Requirement: Find "of the truck's" in the records that follow; print that line and each subsequent line through the last one, verbatim and with nothing added.

Position annotation records
• • • • • • •

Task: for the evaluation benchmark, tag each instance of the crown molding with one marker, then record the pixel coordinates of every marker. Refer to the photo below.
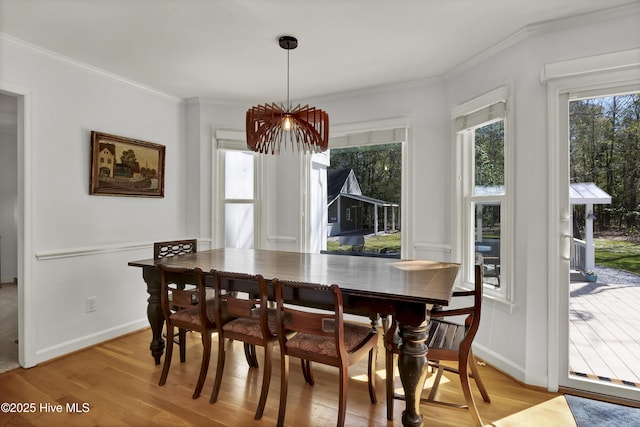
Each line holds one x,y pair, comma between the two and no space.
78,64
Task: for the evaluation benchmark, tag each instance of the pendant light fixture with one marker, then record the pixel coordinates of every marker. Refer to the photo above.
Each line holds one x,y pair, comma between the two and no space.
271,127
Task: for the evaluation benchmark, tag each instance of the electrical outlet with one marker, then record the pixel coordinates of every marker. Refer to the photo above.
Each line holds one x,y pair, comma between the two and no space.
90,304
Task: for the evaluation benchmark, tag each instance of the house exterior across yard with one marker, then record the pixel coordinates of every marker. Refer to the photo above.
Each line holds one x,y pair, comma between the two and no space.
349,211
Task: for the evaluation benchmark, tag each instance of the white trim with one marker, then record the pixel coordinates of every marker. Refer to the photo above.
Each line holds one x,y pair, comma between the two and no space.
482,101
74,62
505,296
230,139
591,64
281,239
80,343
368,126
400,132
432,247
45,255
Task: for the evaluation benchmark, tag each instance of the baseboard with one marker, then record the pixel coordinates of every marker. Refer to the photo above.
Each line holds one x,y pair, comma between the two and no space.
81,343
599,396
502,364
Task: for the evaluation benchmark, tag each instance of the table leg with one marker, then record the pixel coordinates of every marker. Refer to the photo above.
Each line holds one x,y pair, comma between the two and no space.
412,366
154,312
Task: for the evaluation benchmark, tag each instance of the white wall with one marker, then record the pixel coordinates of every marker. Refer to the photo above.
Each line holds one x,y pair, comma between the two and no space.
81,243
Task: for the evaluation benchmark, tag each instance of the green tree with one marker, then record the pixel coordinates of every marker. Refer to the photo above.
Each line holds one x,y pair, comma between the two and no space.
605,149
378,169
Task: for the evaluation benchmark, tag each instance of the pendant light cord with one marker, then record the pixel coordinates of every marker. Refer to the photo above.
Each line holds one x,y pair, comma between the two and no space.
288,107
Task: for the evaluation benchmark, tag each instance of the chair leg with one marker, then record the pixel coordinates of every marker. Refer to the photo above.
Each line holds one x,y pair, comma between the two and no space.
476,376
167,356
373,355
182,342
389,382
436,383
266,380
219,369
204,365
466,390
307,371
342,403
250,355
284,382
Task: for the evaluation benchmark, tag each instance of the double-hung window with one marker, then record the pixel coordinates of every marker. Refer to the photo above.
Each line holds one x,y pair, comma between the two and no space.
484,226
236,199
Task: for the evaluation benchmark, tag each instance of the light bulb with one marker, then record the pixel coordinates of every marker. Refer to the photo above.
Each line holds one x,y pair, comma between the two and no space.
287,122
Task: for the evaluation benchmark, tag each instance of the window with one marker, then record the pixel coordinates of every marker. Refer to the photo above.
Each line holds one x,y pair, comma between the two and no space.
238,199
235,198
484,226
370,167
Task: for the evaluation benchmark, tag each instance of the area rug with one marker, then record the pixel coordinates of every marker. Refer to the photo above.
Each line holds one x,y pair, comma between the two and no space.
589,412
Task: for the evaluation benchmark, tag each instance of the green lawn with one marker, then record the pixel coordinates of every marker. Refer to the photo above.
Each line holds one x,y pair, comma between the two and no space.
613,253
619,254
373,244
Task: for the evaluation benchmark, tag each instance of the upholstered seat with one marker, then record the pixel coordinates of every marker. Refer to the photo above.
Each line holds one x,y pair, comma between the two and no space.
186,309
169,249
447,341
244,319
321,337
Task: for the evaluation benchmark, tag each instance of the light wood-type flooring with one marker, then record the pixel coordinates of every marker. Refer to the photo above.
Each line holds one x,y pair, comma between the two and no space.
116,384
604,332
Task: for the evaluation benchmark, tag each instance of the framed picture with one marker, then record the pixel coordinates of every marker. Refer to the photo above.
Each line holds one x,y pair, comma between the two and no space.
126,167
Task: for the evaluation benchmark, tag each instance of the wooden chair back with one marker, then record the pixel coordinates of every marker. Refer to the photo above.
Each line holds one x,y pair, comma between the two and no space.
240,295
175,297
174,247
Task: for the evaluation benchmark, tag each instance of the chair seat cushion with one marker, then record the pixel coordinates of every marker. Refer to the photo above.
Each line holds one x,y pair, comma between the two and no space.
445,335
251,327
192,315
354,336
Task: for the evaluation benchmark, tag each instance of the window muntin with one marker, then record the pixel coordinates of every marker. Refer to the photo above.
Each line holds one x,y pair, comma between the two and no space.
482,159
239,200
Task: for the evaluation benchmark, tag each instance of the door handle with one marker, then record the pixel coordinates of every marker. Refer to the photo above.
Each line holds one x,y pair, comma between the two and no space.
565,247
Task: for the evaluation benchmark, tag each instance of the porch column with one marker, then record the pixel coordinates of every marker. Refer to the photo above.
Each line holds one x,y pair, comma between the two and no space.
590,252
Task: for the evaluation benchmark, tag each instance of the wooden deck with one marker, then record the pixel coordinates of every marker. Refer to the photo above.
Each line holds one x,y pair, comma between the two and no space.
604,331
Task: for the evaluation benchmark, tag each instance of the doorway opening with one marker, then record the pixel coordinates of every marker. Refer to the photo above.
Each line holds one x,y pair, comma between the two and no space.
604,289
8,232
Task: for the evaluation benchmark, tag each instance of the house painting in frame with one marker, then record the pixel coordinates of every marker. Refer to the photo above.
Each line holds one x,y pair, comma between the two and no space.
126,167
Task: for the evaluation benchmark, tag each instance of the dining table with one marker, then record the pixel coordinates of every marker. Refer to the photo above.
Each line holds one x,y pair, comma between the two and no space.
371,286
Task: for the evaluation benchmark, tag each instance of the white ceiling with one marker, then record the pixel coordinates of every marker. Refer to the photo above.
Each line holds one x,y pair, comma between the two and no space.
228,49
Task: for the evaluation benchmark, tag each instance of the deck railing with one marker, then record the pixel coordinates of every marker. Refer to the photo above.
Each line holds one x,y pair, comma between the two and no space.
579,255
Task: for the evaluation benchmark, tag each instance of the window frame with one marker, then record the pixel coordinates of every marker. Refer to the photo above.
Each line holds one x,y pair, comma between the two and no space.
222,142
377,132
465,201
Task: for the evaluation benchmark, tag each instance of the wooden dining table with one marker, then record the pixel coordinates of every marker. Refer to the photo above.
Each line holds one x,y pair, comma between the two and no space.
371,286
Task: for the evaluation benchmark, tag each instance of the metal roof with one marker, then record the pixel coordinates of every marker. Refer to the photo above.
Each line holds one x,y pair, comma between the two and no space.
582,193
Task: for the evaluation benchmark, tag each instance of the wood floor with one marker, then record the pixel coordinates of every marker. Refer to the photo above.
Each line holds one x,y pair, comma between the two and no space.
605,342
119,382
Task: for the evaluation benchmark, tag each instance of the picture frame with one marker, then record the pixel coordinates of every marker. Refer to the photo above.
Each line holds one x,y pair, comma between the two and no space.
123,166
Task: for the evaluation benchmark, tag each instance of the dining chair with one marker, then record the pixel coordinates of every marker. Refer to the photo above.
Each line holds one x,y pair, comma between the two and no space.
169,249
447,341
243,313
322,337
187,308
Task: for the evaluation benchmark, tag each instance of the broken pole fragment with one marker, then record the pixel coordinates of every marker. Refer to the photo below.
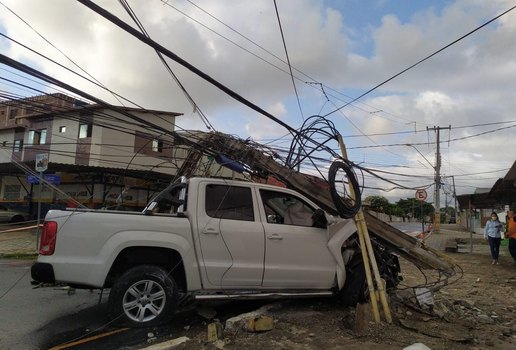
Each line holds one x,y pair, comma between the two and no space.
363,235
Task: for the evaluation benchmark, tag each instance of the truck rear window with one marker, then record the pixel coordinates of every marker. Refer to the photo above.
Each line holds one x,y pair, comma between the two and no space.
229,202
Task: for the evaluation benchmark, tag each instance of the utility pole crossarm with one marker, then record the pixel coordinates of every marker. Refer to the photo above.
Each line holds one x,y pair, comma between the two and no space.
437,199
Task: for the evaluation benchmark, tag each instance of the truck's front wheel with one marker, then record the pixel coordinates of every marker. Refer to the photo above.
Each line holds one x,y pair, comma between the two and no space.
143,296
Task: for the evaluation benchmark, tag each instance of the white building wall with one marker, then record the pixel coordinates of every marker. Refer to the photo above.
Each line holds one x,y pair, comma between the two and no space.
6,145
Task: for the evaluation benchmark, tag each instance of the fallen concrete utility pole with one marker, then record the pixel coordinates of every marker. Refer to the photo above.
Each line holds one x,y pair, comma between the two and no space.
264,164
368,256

• • • • • • •

The result:
Task: for the evaluation benchmark, tag each instance of the truck's front wheel with one marker, then record the pixel coordinates of every marker. Refer to the photo above.
Each line holds one x,y pair, comma between the two and no space.
143,296
Task: for the evaluation benchmark, tag each instance of the white building wall with one marker, then record the pixel coordinates of every marker. Refer to the photo above.
Each line holds one x,y pair, comma between the two and no space.
6,145
Task: for the evaluation benchmark, tag each instance of the fallen concrete utility pole with one marker, then record the pixel coordinates of every marker. Refer to the photo above.
Each line holds one x,y pair, comma between the two and no space.
264,164
368,256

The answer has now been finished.